What is asked
Please find every line below that contains the string "rustic" and copy each one. Match the case exactly.

Extracted entries
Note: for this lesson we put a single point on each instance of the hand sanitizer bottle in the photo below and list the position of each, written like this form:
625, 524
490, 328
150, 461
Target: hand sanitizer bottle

* * *

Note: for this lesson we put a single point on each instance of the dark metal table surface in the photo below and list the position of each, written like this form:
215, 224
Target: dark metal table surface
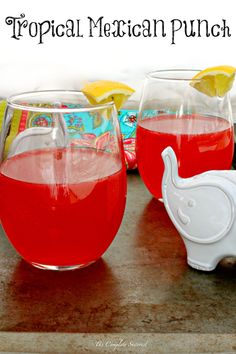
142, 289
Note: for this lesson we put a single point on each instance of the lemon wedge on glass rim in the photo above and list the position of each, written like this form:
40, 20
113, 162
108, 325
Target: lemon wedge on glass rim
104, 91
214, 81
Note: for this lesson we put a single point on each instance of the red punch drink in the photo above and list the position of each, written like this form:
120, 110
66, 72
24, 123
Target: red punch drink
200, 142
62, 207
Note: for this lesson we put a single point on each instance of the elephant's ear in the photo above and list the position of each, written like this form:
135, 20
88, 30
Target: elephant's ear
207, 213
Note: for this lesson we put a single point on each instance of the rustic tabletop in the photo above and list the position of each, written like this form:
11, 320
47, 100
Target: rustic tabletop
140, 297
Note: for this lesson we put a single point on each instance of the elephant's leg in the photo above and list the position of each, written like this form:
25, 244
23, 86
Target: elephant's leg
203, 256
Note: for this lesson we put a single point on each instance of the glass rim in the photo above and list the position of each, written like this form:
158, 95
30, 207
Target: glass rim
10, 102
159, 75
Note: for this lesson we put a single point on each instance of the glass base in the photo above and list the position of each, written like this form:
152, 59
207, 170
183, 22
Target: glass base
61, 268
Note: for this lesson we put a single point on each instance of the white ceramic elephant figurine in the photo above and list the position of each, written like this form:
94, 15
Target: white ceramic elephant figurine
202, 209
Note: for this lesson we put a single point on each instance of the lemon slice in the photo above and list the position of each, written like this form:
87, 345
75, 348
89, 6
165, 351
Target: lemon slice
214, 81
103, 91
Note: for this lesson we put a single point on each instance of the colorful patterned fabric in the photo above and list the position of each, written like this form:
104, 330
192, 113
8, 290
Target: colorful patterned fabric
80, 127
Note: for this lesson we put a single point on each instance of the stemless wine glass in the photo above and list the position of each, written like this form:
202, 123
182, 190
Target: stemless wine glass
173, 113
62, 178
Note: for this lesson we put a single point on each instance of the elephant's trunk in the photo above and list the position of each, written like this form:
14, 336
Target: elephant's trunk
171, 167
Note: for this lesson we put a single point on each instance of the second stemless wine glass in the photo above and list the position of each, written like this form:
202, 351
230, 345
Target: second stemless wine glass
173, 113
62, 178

Written response
Note: for this lesson we put a single point on each instance of the rustic tabletop in the photo above and list the position of each, written like this form:
Target: rustic tabletop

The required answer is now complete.